* [Task requirements]
Rewrite every line of the entries below as a numbered list, omitting blank lines.

====

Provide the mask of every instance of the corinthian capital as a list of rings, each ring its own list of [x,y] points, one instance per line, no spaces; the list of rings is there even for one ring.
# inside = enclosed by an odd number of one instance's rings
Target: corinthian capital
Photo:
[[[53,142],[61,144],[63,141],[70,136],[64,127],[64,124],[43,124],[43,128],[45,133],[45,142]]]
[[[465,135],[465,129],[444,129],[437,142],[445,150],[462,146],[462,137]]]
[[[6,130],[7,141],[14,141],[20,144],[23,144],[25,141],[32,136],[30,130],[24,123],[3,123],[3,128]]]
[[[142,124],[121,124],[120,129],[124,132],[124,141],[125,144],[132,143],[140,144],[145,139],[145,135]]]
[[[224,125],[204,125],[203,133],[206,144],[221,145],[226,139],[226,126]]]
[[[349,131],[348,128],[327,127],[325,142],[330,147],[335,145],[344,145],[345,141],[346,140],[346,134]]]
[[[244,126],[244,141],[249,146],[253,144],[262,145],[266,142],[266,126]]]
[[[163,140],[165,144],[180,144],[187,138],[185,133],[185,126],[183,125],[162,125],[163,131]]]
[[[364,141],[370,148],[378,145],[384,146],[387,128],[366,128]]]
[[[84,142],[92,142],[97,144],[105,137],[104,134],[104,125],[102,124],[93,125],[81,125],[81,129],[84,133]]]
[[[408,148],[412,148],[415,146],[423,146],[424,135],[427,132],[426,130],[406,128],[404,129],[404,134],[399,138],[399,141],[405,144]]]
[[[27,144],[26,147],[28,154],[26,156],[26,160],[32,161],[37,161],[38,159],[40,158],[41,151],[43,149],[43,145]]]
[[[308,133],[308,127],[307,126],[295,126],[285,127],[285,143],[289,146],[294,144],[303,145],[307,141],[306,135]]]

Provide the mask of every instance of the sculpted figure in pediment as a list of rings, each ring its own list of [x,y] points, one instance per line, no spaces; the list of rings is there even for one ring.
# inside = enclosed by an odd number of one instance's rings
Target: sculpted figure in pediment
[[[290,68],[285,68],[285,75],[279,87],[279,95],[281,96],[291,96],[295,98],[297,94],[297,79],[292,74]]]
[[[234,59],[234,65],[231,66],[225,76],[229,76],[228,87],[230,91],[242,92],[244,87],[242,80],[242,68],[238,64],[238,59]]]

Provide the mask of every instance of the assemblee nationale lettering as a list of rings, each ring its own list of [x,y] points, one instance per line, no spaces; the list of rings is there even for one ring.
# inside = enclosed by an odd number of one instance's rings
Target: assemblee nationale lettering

====

* [Result]
1. Provide the mask of every instance of the corinthian capital as a list of rings, each ring its own list of [x,y] points, one instance per line, no spaces; the list of rings is there even for one ring.
2. # inside = enclosed by an odd number of one instance's rings
3. Target: corinthian capital
4. Photo:
5. [[[53,142],[61,144],[63,141],[70,136],[64,127],[64,124],[43,124],[43,128],[45,133],[45,142]]]
6. [[[465,135],[465,129],[444,129],[437,142],[445,150],[462,146],[462,137]]]
7. [[[6,130],[7,141],[14,141],[20,144],[23,144],[25,141],[32,136],[30,130],[24,123],[3,123],[3,128]]]
8. [[[142,124],[121,124],[120,129],[124,132],[124,141],[125,144],[132,143],[140,144],[145,139],[145,135]]]
9. [[[224,125],[204,125],[203,133],[206,144],[221,145],[226,139],[226,126]]]
10. [[[349,131],[348,128],[327,127],[325,142],[330,147],[335,145],[344,145],[345,141],[346,140],[346,134]]]
11. [[[244,126],[244,141],[249,146],[253,144],[262,145],[266,142],[266,126]]]
12. [[[163,140],[165,144],[180,144],[187,138],[185,133],[185,126],[183,125],[162,125],[163,131]]]
13. [[[364,141],[370,148],[378,145],[384,146],[387,128],[366,128]]]
14. [[[84,142],[92,142],[97,144],[105,137],[104,134],[104,125],[102,124],[93,125],[81,125],[81,129],[84,133]]]
15. [[[408,148],[412,148],[415,146],[423,146],[424,135],[427,132],[426,130],[406,128],[404,129],[404,134],[399,138],[399,141],[405,144]]]
16. [[[27,144],[26,147],[28,154],[26,156],[26,160],[32,161],[37,161],[38,159],[40,158],[41,151],[43,149],[43,145]]]
17. [[[308,133],[308,127],[307,126],[295,126],[285,127],[285,143],[289,146],[294,144],[303,145],[307,141],[306,135]]]
18. Provide the mask of every instance of the sculpted figure in pediment as a list of rings, each ring its own list of [x,y] points, one instance per line, no spaces; the list of rings is there even for one ring.
19. # inside = enclosed by an odd number of one instance's rings
20. Target: sculpted figure in pediment
21. [[[290,68],[285,68],[285,75],[279,87],[279,95],[281,96],[291,96],[295,98],[297,94],[297,79],[292,74]]]
22. [[[234,59],[234,65],[231,66],[225,76],[229,76],[228,87],[230,91],[242,92],[244,87],[242,80],[242,68],[238,64],[238,59]]]
23. Provide the mask of every instance of the assemblee nationale lettering as a list of rings, each ring its own list of [x,y] points, one instance per line, no spaces; the list of rings is there even for one ring.
24. # inside = enclosed by an odd number of one instance's rings
25. Target: assemblee nationale lettering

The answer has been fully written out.